EXERCISE DIRECTIONS: Can you output the stretch from the start of the entries through the line containing "[(391, 241)]" as a JSON list of strings, one string per line with blank lines omitted? Leave the pictures out of the list.

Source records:
——

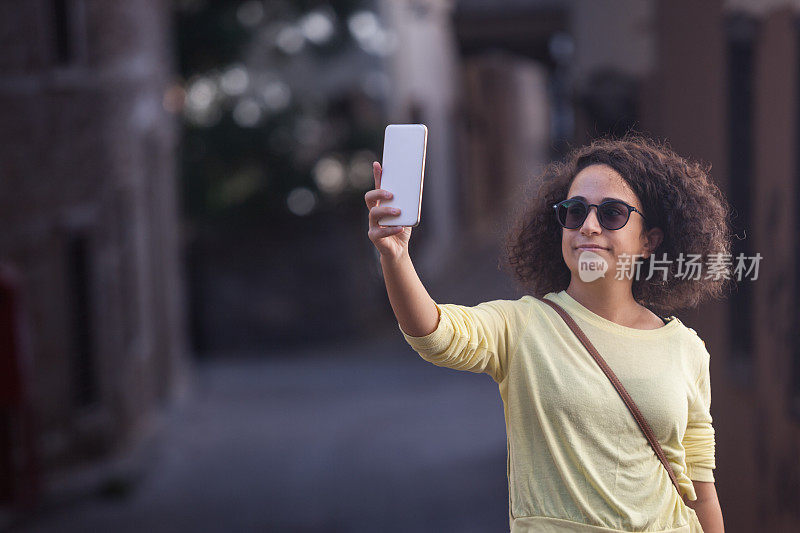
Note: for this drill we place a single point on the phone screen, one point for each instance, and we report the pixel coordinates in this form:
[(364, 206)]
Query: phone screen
[(402, 172)]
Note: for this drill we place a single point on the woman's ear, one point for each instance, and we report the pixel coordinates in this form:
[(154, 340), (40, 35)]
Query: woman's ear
[(652, 240)]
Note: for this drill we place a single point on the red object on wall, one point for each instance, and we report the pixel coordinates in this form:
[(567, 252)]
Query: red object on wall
[(19, 479)]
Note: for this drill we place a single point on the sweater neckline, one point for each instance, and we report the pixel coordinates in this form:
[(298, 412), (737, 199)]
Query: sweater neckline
[(575, 308)]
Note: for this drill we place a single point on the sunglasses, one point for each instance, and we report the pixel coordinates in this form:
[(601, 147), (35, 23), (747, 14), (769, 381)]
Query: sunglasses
[(612, 214)]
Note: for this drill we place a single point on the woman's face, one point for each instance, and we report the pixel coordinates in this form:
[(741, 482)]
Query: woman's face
[(596, 183)]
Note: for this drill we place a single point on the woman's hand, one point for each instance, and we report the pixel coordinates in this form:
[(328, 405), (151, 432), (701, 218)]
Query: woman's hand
[(391, 241)]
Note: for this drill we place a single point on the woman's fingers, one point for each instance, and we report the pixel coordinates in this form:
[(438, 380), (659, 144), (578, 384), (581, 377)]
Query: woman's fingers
[(374, 197), (379, 212), (376, 172)]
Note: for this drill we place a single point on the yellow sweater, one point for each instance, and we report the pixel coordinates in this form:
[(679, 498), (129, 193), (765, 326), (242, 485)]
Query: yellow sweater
[(577, 460)]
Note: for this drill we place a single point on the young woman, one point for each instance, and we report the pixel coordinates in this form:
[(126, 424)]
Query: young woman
[(577, 459)]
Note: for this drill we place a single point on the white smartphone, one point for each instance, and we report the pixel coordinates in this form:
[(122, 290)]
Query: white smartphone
[(402, 172)]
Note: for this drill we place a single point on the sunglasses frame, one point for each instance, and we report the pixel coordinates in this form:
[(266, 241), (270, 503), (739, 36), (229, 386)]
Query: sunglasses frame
[(599, 217)]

——

TASK ANSWER:
[
  "Note: for this drill we place a single point on the phone screen, one point for each instance, and we report the pixel coordinates in this form:",
  "[(364, 206)]",
  "Query: phone screen",
  "[(402, 172)]",
  "Note: for this drill we place a single point on the woman's ear, one point for each instance, and we report the pixel coordinates in this form:",
  "[(154, 340), (40, 35)]",
  "Query: woman's ear",
  "[(652, 240)]",
  "Note: for this drill we place a single point on the red object on wall, one point for each instance, and we report the pixel coordinates in this form:",
  "[(567, 252)]",
  "Query: red object on wall",
  "[(19, 479)]",
  "Note: for this drill we place a single point on the sweater neckline, one point for each instance, and we report the pixel coordinates in this form:",
  "[(298, 412), (737, 199)]",
  "Query: sweater neckline",
  "[(575, 308)]",
  "Note: for this drill we place a single point on the sunglasses, one point for each instance, and we report the pixel coordinates in this form:",
  "[(601, 147), (35, 23), (747, 14), (769, 381)]",
  "Query: sunglasses",
  "[(612, 214)]",
  "Note: for this drill we place a single point on the woman's face, one point for each instance, and we report the pixel coordinates in this form:",
  "[(741, 482)]",
  "Query: woman's face",
  "[(596, 183)]",
  "Note: for this drill we place a single point on the woman's hand, one point for each instance, and we report the pixel coordinates in this form:",
  "[(328, 405), (151, 432), (701, 218)]",
  "Query: woman's hand",
  "[(391, 241)]"
]